**BRIEF**
Write each line exactly, from the line that holds "Definition of the keypoint: for every instance of the distant" through the final line of the material, and no other line.

**DATA SHOWN**

........

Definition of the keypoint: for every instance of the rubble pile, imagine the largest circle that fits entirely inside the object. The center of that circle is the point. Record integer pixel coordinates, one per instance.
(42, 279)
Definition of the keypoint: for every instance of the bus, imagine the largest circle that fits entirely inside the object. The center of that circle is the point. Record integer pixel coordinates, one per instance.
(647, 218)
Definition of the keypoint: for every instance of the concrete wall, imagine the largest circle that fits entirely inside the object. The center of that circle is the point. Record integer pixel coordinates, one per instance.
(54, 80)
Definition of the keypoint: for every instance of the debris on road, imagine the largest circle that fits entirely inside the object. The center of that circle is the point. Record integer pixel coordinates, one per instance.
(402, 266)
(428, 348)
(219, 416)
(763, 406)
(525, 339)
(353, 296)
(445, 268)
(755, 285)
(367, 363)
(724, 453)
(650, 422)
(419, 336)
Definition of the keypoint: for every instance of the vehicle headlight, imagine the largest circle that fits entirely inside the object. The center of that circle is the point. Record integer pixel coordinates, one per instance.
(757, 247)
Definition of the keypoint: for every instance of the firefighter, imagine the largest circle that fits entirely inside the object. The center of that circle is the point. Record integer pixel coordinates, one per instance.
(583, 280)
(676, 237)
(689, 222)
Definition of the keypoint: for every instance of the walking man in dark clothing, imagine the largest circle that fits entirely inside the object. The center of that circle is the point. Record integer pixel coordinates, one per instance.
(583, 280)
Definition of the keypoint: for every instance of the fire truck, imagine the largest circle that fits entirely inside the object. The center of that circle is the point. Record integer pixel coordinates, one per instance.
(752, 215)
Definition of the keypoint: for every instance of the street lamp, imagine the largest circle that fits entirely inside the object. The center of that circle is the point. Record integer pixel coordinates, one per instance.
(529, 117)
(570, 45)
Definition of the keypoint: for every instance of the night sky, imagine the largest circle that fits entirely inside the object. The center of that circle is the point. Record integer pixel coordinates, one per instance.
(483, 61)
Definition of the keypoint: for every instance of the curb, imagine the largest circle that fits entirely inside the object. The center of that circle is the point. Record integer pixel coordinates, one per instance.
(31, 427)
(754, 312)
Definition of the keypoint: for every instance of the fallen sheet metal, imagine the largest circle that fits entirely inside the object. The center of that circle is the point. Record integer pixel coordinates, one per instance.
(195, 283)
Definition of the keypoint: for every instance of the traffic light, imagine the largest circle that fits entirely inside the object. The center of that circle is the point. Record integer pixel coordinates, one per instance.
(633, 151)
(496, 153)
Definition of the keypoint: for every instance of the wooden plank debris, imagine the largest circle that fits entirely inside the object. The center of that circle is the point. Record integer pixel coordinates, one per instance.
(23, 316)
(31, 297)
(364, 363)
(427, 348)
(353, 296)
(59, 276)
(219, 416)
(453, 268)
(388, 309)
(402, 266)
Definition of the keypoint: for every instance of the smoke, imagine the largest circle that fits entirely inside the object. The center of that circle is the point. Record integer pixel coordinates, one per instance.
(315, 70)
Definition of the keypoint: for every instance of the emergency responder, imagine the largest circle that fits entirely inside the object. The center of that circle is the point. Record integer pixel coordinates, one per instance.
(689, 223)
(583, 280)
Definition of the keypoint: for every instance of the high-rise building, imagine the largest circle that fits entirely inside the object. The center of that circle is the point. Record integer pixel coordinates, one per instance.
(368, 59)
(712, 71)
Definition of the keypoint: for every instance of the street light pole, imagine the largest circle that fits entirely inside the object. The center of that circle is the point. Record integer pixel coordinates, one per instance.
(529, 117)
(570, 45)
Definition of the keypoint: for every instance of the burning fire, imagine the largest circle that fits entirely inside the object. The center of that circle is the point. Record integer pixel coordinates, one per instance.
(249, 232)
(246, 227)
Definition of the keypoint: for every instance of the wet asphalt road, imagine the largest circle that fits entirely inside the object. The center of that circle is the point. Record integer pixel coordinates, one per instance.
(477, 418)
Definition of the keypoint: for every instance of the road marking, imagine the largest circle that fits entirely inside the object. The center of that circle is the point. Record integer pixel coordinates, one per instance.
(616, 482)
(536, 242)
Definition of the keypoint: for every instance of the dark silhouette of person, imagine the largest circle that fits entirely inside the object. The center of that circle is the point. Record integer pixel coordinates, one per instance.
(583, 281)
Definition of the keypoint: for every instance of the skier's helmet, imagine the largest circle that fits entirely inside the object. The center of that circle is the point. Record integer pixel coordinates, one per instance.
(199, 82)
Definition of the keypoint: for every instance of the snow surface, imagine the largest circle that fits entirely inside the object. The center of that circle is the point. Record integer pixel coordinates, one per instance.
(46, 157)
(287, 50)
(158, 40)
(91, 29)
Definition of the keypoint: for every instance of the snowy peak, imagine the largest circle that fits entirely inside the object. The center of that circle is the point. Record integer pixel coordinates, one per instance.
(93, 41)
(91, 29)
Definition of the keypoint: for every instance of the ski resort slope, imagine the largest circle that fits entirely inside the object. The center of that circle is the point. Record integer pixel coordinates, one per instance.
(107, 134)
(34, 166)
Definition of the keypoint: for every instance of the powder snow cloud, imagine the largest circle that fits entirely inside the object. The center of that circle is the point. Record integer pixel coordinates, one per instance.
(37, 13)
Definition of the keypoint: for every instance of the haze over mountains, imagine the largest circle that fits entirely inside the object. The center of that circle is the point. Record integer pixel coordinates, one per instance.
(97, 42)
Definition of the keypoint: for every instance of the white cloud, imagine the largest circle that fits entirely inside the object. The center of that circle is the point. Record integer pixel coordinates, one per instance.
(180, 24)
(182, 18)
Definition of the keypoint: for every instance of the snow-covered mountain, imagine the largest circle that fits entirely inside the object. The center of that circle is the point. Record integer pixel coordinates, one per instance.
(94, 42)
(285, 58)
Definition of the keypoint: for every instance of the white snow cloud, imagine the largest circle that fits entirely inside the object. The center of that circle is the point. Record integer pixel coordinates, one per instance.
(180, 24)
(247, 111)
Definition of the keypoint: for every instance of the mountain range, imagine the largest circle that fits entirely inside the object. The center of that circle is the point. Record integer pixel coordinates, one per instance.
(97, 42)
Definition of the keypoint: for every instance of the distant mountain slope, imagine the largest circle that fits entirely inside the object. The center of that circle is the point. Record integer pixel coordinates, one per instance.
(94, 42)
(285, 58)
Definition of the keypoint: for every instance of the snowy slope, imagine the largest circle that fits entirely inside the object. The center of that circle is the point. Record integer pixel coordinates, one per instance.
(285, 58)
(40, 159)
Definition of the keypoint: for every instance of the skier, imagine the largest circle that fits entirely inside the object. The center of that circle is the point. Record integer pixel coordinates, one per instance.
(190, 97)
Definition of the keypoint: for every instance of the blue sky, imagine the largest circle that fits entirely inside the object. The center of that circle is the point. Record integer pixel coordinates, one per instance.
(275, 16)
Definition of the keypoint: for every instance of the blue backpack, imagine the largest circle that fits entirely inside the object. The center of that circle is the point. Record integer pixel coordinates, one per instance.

........

**TASK SOLUTION**
Definition of the keypoint: for every instance of the distant mountain slope, imagine the largest circle that fits entirely inside the object. The center of that circle is the point. Record integer pixel coordinates, one per instance.
(94, 42)
(285, 58)
Definition of the keypoint: for every instance of the snowy slope, imagine the largest circle that fits entirely inside the object. The center of that circle is the point. Record integer pixel coordinates, one per instance.
(285, 58)
(40, 159)
Definition of the keypoint: for every instance of the skier, imagine the largest circle that fits entirely inside the object. The center of that circle is the point. Record integer pixel coordinates, one per instance.
(190, 97)
Definition of the keypoint: for every instance of the blue sky, imagine the largest circle that fits entirely inside the object. The center of that circle is the point. Record integer pixel coordinates, one per instance.
(275, 16)
Definition of the keypoint: for every instance of the blue backpack, imagine the largest circle that fits entirely inside the object. The center of that circle is the point. Record integer pixel coordinates, one per instance.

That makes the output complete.